**Exercise goal:** Pick out every line of the rows below that contains the word "orange", and copy each such line in full. Case counts.

Start

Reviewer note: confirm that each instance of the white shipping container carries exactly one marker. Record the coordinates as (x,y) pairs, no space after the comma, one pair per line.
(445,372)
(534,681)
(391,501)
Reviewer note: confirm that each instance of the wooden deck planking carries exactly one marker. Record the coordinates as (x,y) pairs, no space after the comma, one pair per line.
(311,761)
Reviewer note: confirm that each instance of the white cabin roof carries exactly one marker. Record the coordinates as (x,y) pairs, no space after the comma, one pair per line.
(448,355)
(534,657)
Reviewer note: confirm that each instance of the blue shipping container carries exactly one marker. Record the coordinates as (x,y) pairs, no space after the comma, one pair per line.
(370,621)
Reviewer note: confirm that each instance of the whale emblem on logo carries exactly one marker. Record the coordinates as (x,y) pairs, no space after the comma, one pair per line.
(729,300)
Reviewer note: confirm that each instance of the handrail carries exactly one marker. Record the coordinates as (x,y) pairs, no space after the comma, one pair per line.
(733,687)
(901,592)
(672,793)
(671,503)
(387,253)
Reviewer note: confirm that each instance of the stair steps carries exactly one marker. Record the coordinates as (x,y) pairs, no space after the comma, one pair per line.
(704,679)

End
Start

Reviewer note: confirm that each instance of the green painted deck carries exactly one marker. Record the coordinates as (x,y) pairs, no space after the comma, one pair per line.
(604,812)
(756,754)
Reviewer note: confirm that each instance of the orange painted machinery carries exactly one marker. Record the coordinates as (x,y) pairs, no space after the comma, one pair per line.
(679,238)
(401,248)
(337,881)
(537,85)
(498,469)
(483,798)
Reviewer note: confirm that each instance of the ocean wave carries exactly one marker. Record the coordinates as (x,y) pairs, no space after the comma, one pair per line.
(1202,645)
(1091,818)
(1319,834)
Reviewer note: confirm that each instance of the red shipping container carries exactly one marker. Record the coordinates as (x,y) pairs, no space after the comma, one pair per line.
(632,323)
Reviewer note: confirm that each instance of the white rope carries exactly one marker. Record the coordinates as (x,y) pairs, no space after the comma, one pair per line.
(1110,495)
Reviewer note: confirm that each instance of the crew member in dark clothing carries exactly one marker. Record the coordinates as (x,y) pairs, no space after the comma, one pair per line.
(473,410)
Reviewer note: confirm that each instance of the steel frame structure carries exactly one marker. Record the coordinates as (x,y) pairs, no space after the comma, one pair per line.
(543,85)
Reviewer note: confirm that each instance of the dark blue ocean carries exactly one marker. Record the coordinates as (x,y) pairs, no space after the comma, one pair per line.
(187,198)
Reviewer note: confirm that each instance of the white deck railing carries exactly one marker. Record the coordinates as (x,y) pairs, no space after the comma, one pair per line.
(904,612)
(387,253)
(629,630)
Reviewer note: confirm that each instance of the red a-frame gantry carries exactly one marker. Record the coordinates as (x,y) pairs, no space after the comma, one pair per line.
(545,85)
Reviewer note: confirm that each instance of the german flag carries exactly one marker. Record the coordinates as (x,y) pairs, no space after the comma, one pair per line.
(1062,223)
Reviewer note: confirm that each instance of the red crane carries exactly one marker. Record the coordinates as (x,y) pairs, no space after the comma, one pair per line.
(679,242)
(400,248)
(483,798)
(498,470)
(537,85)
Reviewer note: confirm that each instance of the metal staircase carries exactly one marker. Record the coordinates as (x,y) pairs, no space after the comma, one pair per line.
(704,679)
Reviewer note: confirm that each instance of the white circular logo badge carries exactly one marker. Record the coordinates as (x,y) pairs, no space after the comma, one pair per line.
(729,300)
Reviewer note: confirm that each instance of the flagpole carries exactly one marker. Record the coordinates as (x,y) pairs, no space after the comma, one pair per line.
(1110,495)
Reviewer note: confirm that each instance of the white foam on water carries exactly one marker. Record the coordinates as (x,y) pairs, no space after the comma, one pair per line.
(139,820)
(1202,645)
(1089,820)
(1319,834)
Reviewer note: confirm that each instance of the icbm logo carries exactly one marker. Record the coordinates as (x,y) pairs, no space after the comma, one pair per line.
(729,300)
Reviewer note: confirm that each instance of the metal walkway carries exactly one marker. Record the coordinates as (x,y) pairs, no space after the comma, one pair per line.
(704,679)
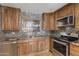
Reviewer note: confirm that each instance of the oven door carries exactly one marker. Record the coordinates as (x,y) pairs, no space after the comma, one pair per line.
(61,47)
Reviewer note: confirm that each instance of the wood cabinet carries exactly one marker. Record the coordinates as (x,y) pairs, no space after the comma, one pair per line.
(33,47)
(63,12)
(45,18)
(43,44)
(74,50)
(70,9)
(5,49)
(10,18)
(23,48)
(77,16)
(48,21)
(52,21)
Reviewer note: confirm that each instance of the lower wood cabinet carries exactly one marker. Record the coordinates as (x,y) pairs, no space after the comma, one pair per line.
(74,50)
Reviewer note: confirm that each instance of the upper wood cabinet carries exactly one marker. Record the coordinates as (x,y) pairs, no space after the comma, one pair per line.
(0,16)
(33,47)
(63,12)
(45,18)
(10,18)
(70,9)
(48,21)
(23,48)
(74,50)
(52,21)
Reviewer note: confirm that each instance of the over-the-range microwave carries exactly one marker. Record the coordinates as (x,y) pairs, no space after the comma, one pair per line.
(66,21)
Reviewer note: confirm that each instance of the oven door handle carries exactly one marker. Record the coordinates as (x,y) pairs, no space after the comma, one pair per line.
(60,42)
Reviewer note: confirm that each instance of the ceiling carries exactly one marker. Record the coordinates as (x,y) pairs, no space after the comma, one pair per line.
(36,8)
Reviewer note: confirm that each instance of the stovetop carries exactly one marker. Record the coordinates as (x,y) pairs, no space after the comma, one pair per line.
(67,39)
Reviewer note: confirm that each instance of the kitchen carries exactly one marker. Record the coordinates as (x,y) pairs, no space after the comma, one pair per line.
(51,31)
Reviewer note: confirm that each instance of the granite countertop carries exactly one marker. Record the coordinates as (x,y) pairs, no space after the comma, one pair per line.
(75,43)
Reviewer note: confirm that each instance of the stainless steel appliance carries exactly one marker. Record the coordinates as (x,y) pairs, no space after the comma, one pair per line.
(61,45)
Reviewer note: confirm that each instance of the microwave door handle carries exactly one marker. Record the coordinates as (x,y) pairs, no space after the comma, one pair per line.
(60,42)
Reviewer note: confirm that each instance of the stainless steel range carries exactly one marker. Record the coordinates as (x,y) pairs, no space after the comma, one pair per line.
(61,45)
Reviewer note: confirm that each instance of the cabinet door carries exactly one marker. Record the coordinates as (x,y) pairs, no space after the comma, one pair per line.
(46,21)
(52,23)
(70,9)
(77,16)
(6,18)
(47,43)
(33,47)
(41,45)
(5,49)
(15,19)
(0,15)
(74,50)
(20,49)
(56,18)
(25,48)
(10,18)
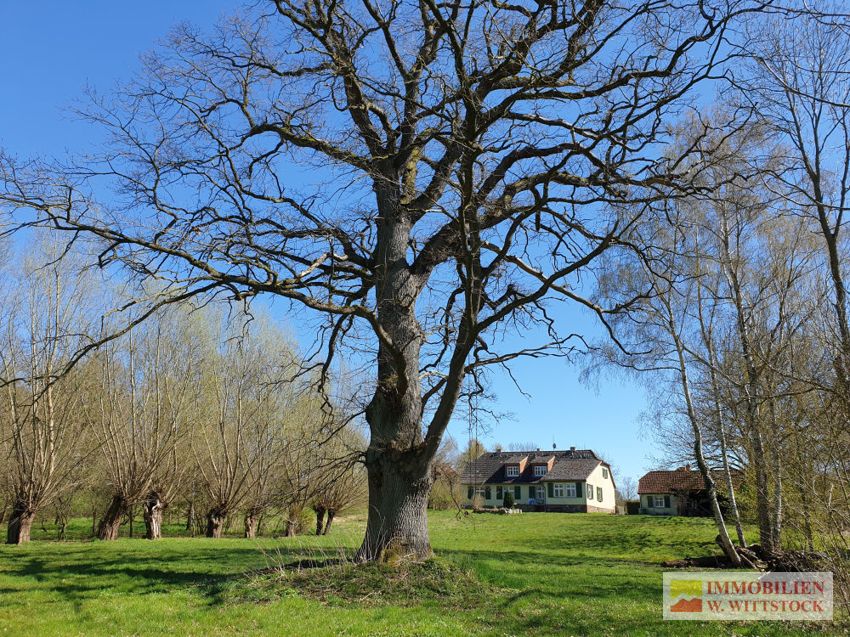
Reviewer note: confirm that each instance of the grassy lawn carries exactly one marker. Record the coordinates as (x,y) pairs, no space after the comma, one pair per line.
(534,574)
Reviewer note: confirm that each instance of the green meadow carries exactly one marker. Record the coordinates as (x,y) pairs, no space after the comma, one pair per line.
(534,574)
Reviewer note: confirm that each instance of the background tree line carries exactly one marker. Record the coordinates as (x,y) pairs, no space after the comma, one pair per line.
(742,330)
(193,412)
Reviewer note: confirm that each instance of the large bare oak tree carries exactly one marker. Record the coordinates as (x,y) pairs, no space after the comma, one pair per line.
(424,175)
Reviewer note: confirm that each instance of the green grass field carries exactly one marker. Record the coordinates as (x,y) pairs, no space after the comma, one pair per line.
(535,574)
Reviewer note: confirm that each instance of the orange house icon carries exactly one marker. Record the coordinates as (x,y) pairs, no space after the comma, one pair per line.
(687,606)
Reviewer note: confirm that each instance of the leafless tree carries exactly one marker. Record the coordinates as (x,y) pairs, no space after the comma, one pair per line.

End
Start

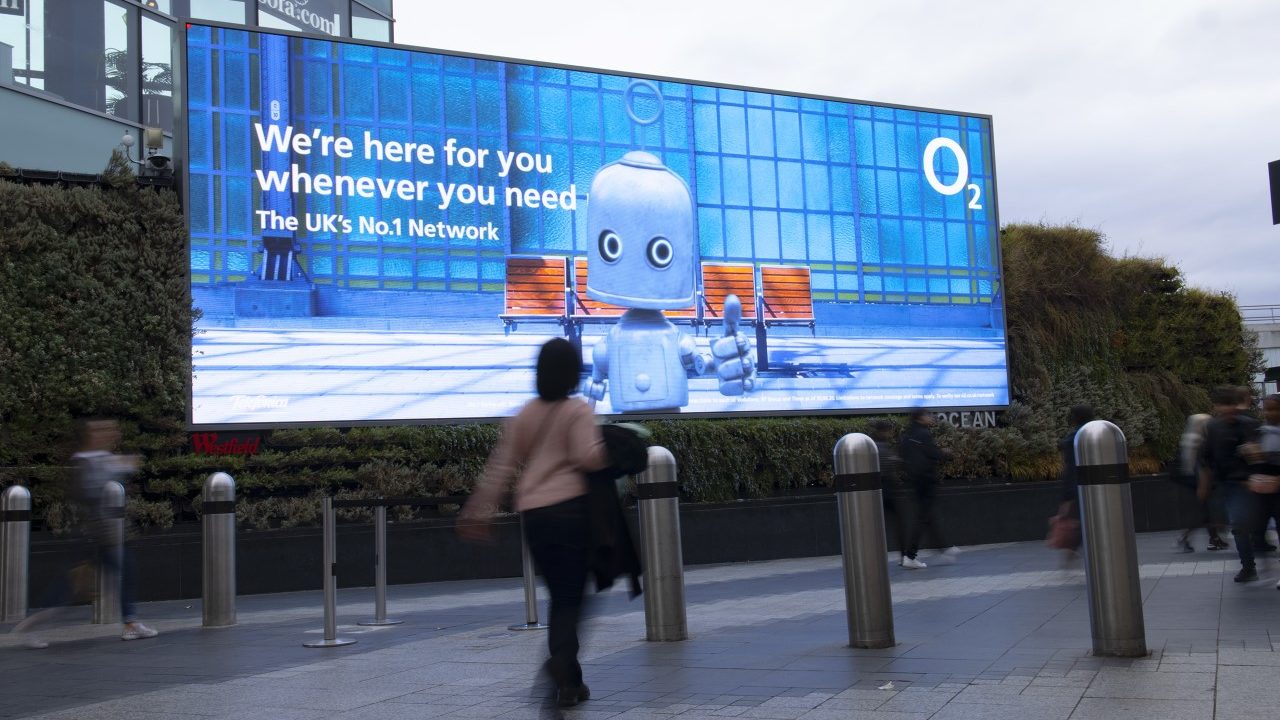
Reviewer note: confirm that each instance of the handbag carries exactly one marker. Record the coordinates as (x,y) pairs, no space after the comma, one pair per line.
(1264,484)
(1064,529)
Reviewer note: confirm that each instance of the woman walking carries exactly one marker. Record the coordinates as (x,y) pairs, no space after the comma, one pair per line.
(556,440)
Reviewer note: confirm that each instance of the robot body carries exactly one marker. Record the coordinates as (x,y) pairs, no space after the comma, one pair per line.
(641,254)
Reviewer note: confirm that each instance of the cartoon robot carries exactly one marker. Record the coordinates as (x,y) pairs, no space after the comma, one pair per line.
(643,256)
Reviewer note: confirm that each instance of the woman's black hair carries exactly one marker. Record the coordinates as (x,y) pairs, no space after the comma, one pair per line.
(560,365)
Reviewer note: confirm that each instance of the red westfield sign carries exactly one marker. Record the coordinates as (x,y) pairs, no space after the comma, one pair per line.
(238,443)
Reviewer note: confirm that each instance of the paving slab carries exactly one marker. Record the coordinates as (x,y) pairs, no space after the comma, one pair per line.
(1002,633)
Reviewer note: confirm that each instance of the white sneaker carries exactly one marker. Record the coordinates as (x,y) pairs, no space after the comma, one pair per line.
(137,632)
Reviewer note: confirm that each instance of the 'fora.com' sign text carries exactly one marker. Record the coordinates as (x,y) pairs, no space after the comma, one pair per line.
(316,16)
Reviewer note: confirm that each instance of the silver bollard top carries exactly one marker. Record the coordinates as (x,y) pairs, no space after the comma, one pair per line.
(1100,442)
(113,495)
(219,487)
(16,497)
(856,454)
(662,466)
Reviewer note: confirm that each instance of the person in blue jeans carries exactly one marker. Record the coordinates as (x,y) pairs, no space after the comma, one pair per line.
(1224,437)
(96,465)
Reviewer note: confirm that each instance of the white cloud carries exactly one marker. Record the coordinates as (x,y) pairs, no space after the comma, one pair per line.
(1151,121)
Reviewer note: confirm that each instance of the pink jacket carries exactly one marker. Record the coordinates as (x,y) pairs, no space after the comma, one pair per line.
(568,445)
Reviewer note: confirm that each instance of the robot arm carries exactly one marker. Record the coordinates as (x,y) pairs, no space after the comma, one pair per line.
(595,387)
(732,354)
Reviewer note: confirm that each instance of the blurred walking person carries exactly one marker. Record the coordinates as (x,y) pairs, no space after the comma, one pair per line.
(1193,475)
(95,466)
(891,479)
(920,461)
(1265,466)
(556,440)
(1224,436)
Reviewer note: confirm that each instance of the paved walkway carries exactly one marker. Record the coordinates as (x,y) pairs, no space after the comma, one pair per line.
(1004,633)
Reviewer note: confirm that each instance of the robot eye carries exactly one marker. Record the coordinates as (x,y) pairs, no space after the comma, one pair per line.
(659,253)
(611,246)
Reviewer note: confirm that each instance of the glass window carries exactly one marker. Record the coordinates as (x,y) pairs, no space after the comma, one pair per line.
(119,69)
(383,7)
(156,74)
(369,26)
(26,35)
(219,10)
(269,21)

End

**Solution for this task:**
Reviewer note: confirm that each instance of the orange painted machinery carries exactly one marker. Record the coordinates as (x,y) pairs, no space after the comma, one pair per line.
Reviewer note: confirm that each instance of the orange house icon carries exactly one marker. Record the coordinates as (x,y) pairs, no space after the comma, one pair per line.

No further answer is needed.